[YOUR ASSIGNMENT]
Set the entries down again exactly; none may be skipped.

======

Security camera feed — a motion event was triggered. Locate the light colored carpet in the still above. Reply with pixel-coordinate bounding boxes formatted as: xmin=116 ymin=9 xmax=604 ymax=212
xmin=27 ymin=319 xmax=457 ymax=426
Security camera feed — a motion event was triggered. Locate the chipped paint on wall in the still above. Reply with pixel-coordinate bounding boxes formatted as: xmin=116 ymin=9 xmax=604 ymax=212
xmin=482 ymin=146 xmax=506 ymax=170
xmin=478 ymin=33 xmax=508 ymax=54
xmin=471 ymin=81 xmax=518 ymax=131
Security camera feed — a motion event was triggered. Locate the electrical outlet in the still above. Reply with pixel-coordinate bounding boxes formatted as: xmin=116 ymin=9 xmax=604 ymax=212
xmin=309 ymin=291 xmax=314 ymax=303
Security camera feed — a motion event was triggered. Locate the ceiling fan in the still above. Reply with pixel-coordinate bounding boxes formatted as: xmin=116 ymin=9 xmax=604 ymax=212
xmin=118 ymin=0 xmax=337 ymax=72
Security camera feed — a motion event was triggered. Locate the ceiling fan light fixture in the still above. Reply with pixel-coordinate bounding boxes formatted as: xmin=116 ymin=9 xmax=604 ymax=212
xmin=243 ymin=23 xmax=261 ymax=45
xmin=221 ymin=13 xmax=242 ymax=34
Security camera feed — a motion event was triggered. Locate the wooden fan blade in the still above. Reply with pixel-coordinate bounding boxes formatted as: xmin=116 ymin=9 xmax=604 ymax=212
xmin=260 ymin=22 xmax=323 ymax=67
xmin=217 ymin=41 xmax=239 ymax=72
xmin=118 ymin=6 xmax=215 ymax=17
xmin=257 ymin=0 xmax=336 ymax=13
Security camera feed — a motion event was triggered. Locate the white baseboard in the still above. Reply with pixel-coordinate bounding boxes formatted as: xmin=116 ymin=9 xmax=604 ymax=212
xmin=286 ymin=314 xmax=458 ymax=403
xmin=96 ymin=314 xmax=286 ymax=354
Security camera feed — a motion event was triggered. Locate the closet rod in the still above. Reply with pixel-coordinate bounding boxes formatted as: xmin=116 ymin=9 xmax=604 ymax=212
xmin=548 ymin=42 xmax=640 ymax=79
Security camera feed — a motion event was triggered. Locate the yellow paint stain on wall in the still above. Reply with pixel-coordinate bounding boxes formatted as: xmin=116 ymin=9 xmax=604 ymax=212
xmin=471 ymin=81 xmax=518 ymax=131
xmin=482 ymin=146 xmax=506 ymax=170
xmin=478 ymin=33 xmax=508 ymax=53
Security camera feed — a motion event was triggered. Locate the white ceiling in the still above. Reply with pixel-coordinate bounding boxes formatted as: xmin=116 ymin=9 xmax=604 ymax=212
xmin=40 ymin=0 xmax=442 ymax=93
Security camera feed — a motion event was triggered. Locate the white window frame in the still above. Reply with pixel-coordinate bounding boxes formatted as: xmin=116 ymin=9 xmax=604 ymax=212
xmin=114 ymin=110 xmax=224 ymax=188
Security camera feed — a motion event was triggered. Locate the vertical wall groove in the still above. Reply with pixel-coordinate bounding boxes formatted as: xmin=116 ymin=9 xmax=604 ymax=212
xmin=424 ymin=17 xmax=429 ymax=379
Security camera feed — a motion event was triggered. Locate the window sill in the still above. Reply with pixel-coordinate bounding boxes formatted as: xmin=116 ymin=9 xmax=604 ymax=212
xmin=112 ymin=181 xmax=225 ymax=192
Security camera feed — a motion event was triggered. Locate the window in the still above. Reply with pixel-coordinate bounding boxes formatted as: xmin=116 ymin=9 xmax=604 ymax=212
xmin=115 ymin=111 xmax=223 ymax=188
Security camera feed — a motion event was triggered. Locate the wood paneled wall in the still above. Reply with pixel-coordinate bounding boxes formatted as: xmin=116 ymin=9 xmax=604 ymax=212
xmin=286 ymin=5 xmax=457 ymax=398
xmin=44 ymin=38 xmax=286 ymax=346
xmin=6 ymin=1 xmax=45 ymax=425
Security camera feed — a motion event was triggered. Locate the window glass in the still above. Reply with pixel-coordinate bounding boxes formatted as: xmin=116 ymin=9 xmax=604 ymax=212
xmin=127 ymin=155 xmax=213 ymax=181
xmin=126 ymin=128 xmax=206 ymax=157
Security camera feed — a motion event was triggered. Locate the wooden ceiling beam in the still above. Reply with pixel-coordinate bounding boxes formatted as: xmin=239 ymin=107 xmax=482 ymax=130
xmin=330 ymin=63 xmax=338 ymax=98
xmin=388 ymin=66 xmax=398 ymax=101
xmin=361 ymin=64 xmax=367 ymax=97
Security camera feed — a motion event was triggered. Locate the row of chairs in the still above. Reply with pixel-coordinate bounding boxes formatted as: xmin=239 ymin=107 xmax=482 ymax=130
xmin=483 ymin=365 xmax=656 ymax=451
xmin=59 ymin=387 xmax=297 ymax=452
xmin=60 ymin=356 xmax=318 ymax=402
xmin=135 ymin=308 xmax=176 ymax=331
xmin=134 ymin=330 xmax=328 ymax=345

======

[YOUR RESPONSE]
Security camera feed — a motion event was triggered. Locate the light colored carpet in the still above. Reply with pixel-coordinate bounding boxes formatted as: xmin=116 ymin=9 xmax=604 ymax=212
xmin=27 ymin=319 xmax=457 ymax=426
Security camera feed — a motion event was triggered. Locate the chipped paint on wall in the still above. Reply with pixel-coordinate bounding boxes formatted as: xmin=116 ymin=9 xmax=604 ymax=212
xmin=482 ymin=146 xmax=506 ymax=170
xmin=478 ymin=33 xmax=508 ymax=54
xmin=471 ymin=81 xmax=518 ymax=131
Security camera feed — a motion event was triggered. Locate the electrical outlet in the still above. Reply with pixel-coordinate bounding boxes formatted as: xmin=116 ymin=9 xmax=604 ymax=212
xmin=309 ymin=291 xmax=314 ymax=303
Security camera feed — a motion event was triggered. Locate the ceiling fan in the still above. Reply with pixel-coordinate bounding boxes formatted as: xmin=116 ymin=9 xmax=604 ymax=212
xmin=118 ymin=0 xmax=337 ymax=72
Security camera feed — a motion event was triggered. Locate the ceiling fan light fixture in the still above. Reply with pixel-coordinate bounding boxes formatted as: xmin=116 ymin=9 xmax=604 ymax=212
xmin=243 ymin=23 xmax=261 ymax=45
xmin=221 ymin=13 xmax=242 ymax=34
Security camera feed — a motion event was triggered. Locate the wooden fan blade in the still above. Reply with pixel-coordinate bounding boxes formatted as: xmin=116 ymin=9 xmax=604 ymax=212
xmin=260 ymin=22 xmax=323 ymax=67
xmin=217 ymin=41 xmax=239 ymax=72
xmin=118 ymin=6 xmax=215 ymax=17
xmin=257 ymin=0 xmax=336 ymax=13
Security camera feed — a motion event was triggered. Locate the white baseboard in the still above. Reply with pixel-coordinate bounding boxes formatted as: xmin=116 ymin=9 xmax=604 ymax=212
xmin=286 ymin=314 xmax=458 ymax=403
xmin=96 ymin=314 xmax=286 ymax=354
Security camera feed — a motion event was triggered. Locate the closet rod in the still above. Reply with pixel-coordinate bounding boxes formatted as: xmin=116 ymin=9 xmax=604 ymax=212
xmin=548 ymin=42 xmax=640 ymax=79
Security camera feed — a motion event was triggered. Locate the yellow paint stain on wall in the still above. Reply with pixel-coordinate bounding boxes formatted as: xmin=116 ymin=9 xmax=604 ymax=212
xmin=471 ymin=81 xmax=518 ymax=131
xmin=482 ymin=146 xmax=506 ymax=170
xmin=478 ymin=33 xmax=508 ymax=53
Security camera feed — a motion event was triggered. Locate the white ceiling in the still above. Reply with pixel-coordinate bounding boxes formatted as: xmin=116 ymin=9 xmax=604 ymax=212
xmin=40 ymin=0 xmax=442 ymax=93
Security camera feed — a motion event was triggered. Locate the white window frame in the still above. Reply with pixel-coordinate bounding boxes formatted as: xmin=116 ymin=9 xmax=604 ymax=212
xmin=114 ymin=110 xmax=224 ymax=188
Security camera feed — a motion event was triggered. Locate the vertical wall groove in the still above. Reply with pixel-coordinate bounding boxes formatted as: xmin=116 ymin=9 xmax=604 ymax=212
xmin=424 ymin=17 xmax=429 ymax=379
Security camera feed — a motion event was triggered. Locate the window sill in the still above. Reply with pixel-coordinate bounding boxes formatted as: xmin=116 ymin=9 xmax=604 ymax=212
xmin=112 ymin=181 xmax=225 ymax=192
Security camera feed — a motion event was triggered. Locate the window in the still above. Reply with pixel-coordinate bounding boxes formatted as: xmin=116 ymin=9 xmax=604 ymax=212
xmin=115 ymin=111 xmax=223 ymax=188
Security camera feed — a motion event was triggered. Locate the wood paneled wall in the still above. Reply with pixel-coordinate bounding boxes formatted as: xmin=116 ymin=9 xmax=604 ymax=212
xmin=286 ymin=5 xmax=457 ymax=398
xmin=44 ymin=38 xmax=286 ymax=346
xmin=6 ymin=1 xmax=45 ymax=425
Security camera feed — a motion event was triggered. Locate the window glass in the still above. Reply with pixel-coordinate bounding boxes formatted as: xmin=116 ymin=9 xmax=604 ymax=212
xmin=127 ymin=155 xmax=213 ymax=181
xmin=126 ymin=128 xmax=206 ymax=157
Security camera feed — a motion event was triggered. Locate the wooden ceiling beam in the still above. Reply with pixel-coordinate bounding boxes formatted as: xmin=239 ymin=107 xmax=482 ymax=130
xmin=330 ymin=63 xmax=338 ymax=98
xmin=388 ymin=66 xmax=398 ymax=101
xmin=361 ymin=64 xmax=367 ymax=97
Security camera feed — a motion event was triggered. Locate the row of chairs in the still above. Reply with pixel-coordinate bounding boxes formatted as: xmin=239 ymin=107 xmax=482 ymax=130
xmin=483 ymin=365 xmax=656 ymax=451
xmin=59 ymin=387 xmax=297 ymax=452
xmin=60 ymin=356 xmax=318 ymax=402
xmin=135 ymin=308 xmax=176 ymax=331
xmin=134 ymin=330 xmax=328 ymax=345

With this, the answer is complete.